Scan the entries below and count the lines holding the string "olive". Supply only the number.

- _THE RECORDS_:
┄┄┄┄┄┄┄┄┄┄┄┄┄┄┄┄┄┄┄┄
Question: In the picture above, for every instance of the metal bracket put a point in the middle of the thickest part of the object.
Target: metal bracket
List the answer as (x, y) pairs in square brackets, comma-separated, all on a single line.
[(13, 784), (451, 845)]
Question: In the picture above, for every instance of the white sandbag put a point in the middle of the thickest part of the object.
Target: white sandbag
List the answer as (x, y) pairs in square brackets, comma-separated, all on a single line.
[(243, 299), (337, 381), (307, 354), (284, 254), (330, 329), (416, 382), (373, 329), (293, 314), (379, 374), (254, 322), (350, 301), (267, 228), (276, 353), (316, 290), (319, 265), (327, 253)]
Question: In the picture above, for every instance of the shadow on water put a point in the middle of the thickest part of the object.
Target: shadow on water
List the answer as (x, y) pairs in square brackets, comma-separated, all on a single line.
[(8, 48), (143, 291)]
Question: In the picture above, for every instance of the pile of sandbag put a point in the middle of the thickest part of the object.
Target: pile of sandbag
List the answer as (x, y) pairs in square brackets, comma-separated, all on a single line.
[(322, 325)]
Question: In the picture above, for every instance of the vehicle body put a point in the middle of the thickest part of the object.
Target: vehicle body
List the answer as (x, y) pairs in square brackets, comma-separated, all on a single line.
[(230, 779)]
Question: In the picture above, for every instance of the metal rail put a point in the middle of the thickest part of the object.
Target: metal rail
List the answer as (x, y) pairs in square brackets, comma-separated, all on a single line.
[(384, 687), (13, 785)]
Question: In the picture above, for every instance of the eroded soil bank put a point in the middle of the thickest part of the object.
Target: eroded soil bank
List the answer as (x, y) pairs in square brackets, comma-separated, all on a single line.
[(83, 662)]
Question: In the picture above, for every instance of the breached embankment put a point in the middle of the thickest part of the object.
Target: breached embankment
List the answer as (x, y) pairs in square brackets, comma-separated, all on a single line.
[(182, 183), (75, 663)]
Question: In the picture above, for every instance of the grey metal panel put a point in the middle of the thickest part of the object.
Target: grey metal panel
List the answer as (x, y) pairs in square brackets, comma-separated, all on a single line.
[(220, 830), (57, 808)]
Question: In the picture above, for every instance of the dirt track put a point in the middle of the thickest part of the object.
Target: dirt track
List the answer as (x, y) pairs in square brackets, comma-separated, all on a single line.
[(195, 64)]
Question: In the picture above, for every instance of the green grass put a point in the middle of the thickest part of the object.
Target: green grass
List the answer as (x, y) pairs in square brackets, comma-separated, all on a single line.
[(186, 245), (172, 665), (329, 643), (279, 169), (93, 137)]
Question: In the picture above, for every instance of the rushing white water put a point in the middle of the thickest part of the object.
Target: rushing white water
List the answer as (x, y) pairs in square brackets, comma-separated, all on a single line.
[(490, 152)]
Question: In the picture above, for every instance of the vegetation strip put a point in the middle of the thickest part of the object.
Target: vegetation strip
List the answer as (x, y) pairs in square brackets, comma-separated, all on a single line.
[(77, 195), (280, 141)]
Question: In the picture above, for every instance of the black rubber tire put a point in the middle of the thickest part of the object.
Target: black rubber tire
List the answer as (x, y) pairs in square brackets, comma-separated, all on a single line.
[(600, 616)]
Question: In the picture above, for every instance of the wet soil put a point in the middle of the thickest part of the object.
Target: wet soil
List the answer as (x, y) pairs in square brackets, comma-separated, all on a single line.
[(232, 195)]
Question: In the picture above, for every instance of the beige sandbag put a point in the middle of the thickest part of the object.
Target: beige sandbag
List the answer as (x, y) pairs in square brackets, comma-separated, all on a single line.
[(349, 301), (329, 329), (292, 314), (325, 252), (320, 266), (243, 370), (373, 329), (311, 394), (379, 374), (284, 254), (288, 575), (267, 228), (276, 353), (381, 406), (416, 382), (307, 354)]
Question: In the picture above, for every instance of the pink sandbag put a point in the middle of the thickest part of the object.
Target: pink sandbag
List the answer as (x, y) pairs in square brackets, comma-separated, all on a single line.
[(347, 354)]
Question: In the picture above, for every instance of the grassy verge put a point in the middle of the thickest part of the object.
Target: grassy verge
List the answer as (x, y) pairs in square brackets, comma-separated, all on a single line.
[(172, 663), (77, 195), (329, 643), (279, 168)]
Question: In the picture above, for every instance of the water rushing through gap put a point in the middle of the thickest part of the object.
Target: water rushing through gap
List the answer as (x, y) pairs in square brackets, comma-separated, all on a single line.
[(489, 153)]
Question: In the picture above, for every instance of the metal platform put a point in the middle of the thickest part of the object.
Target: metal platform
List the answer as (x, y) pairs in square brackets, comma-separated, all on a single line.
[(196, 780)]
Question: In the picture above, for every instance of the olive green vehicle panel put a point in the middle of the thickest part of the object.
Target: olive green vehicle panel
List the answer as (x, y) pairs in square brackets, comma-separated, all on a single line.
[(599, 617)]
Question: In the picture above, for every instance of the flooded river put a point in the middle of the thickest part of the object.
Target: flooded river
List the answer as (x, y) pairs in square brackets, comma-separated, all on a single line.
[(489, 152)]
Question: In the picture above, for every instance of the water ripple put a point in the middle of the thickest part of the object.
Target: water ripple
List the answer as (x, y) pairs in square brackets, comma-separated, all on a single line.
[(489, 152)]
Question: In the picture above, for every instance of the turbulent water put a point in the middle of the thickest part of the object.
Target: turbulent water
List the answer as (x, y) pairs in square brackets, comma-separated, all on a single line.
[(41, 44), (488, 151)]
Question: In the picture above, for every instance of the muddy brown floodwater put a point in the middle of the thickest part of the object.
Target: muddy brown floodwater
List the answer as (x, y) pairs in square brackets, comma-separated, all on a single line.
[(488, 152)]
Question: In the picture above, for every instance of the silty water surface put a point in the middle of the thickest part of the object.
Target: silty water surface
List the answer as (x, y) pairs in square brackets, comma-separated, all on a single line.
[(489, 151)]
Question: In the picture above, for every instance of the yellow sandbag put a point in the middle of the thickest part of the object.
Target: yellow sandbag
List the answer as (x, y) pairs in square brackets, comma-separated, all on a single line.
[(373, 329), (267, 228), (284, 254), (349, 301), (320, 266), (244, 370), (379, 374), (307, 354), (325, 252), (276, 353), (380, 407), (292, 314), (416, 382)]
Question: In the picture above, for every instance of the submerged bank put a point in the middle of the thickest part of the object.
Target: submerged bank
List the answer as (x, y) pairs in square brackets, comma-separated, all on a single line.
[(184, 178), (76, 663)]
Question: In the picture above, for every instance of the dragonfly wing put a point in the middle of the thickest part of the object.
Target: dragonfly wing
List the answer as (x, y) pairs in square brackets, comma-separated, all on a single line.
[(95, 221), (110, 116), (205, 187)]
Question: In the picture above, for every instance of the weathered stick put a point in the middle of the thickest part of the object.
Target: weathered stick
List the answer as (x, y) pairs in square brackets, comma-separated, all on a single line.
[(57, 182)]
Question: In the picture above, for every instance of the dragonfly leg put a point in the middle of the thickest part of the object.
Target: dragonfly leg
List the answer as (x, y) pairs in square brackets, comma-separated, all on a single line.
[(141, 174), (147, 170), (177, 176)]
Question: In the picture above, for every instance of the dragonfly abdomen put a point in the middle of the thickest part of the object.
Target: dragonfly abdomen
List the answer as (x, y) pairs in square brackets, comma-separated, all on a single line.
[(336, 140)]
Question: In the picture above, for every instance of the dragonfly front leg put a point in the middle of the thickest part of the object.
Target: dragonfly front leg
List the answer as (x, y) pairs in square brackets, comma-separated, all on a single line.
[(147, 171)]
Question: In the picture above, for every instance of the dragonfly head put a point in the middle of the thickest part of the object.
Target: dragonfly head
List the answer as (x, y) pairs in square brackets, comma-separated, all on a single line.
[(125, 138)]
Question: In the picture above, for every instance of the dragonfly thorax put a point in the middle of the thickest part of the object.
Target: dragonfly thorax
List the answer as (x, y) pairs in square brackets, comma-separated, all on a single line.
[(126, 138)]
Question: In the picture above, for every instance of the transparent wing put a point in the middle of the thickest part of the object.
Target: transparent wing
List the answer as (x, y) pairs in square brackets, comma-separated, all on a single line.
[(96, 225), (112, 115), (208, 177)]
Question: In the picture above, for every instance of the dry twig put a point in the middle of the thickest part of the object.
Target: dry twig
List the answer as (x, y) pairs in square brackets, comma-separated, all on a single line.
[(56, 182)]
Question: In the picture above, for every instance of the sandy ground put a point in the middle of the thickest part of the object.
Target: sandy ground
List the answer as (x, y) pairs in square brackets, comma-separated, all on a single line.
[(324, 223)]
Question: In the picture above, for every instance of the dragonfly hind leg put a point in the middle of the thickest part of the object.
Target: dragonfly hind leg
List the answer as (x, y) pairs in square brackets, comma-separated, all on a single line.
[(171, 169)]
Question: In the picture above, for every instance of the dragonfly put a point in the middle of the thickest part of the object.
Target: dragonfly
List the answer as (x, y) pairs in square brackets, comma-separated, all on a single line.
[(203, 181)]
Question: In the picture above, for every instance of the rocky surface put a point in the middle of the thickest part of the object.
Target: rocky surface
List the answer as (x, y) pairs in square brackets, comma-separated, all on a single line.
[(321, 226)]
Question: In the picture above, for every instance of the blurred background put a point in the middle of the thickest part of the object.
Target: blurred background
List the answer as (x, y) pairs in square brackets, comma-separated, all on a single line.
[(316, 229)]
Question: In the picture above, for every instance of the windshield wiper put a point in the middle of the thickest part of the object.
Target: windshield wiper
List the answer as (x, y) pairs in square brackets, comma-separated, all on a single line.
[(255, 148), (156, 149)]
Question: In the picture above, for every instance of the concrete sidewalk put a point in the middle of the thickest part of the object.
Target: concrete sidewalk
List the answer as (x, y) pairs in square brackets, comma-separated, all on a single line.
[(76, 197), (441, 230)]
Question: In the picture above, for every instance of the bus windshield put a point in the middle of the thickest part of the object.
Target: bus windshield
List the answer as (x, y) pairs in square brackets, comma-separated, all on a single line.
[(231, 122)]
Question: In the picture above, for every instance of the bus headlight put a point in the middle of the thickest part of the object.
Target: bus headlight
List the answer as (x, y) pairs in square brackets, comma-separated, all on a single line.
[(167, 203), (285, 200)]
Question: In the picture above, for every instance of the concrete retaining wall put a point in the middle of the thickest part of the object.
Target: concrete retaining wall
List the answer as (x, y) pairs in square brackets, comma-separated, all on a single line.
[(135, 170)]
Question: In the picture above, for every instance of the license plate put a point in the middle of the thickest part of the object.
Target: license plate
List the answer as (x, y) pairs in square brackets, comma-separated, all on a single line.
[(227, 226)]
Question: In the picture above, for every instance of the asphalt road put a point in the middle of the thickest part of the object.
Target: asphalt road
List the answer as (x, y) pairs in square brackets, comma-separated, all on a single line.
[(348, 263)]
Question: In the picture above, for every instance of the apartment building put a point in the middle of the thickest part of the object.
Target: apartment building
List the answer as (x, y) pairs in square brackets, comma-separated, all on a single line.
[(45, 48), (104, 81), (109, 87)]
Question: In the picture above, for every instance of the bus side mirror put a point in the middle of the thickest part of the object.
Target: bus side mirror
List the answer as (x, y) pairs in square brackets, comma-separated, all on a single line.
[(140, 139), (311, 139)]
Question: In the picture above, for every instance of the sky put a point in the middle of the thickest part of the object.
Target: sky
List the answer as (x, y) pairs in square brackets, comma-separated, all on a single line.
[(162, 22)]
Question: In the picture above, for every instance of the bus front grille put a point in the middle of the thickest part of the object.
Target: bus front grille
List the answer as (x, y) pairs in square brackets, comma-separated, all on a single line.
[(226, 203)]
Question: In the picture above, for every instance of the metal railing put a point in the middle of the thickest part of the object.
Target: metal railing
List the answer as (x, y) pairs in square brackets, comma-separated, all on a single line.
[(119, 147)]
┄┄┄┄┄┄┄┄┄┄┄┄┄┄┄┄┄┄┄┄
- _EXERCISE OUTPUT_: 2